**Material for this task:**
--

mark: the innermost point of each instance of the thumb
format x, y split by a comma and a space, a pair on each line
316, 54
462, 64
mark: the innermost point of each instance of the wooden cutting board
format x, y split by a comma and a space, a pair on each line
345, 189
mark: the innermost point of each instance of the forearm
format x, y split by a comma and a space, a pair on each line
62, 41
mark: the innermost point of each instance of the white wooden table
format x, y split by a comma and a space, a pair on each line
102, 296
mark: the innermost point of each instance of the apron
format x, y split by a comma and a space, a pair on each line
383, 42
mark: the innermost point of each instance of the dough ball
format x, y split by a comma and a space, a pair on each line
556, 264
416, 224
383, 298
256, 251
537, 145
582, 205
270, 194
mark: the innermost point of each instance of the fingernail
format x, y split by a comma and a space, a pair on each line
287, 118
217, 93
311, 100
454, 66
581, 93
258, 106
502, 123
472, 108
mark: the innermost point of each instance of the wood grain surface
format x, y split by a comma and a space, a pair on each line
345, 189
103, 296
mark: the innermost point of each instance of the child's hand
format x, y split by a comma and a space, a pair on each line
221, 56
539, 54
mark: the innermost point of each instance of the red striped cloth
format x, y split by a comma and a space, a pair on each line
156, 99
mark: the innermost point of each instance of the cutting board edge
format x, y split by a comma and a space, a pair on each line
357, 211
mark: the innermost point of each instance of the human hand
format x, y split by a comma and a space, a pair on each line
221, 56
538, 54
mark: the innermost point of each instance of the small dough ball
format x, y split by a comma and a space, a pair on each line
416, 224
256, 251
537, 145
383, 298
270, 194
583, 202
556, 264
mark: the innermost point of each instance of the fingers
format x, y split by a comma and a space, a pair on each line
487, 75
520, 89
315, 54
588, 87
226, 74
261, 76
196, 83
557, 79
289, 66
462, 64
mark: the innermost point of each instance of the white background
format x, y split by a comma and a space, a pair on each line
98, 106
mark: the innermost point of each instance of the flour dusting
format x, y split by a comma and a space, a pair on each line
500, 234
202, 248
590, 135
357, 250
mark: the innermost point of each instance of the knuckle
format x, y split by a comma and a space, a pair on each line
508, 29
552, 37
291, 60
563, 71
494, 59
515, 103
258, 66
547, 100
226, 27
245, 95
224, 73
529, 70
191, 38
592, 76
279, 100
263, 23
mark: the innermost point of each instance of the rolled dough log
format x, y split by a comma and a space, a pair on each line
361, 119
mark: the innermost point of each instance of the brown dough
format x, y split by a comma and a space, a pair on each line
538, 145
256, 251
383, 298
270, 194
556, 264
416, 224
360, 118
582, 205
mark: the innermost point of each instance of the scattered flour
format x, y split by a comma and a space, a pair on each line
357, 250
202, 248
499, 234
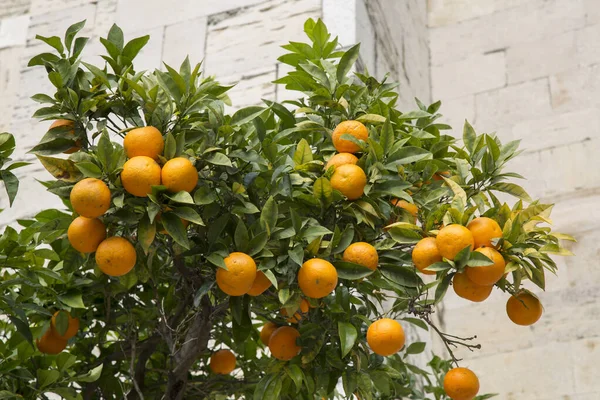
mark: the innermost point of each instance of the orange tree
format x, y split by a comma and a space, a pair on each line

--

**Description of the task:**
Retype the whole listing. Keep every word exact but include no pictures.

**Answer box:**
mark: the innermost point of each instance of the thumb
format x, y split by a comma and a space, a pair on each line
316, 54
462, 64
mark: the innermost point of each instance of the wooden cutting board
format x, y split by a comma and a space, a pair on each line
345, 189
mark: the innermost point of each instance of the forearm
format x, y split by a comma and a space, a pair on each line
62, 41
mark: the innermost point of each instance of the white wooden table
format x, y split by a comma and a space, a pair on each line
102, 296
mark: the innermost point of each instance of the apron
format x, y split by a comma and a space, a pair on each line
383, 42
mark: the innermost point of each instance of the dough ball
format x, y split by a comma and a space, a pair on each line
556, 264
416, 224
383, 298
256, 251
537, 145
582, 205
270, 194
mark: the innermost point of each instance of the fingernail
format x, y split by a comma and a space, a pair on each line
287, 118
217, 93
311, 100
454, 66
581, 93
258, 106
502, 123
472, 108
mark: the innermost point of each instance of the wood grain surface
format x, y split by a comma and a space, a pair on each line
345, 189
103, 296
mark: the innermost point of each instance of the child's hand
format x, y split by a comma and a space, a pair on each line
221, 56
539, 54
mark: the innermost point of each instance of the red striped cloth
format x, y split by a comma and a space, a pair on each line
156, 99
mark: the innermost point of each instance of the cutting board edge
format x, y split by a comma and a space, a pair on each line
357, 211
mark: the innermost point of each instance of the human hand
format x, y split by a comma and a space, a pair on each line
221, 56
538, 54
mark: the innermost point of each instance of the small dough ball
format x, y split by a comma and a space, a pair on each line
416, 224
256, 251
537, 145
383, 298
270, 194
583, 202
556, 264
mark: the innermost point of each instance of the fingers
format x, y split by a comma and a space, a pair on each line
487, 75
520, 89
315, 54
588, 87
226, 74
261, 76
196, 83
557, 79
289, 66
462, 64
mark: the innermost point of each instance of the white background
format x, y split by a comma and a space, a pair on each line
98, 106
mark: the innermost point of each instance of the flour dusting
format x, y split by a comma and a space, a pair on each line
500, 234
202, 248
590, 135
357, 250
mark: the innermost point of each instance of the knuckle
format x, y split by a comma and a space, a pair on each line
508, 29
552, 37
291, 60
563, 71
494, 59
515, 103
258, 66
547, 100
226, 27
245, 95
224, 73
529, 70
191, 38
592, 76
279, 100
263, 23
mark: the innermost point of each instance of the rolled dough log
format x, y split by a comma and a space, a pair on each line
361, 119
mark: the innermost point of each instance of the brown dough
format x, y split by a comma and a space, a pair on each line
538, 145
256, 251
383, 298
270, 194
556, 264
416, 224
360, 118
582, 205
mark: the innermost point of each instance of the scattered flour
format x, y split by a comma and a space, a pair on each line
357, 250
202, 248
499, 234
mark: the innermost point of each instance of the orange tree
format x, y split by a comma and a space, a pair on each line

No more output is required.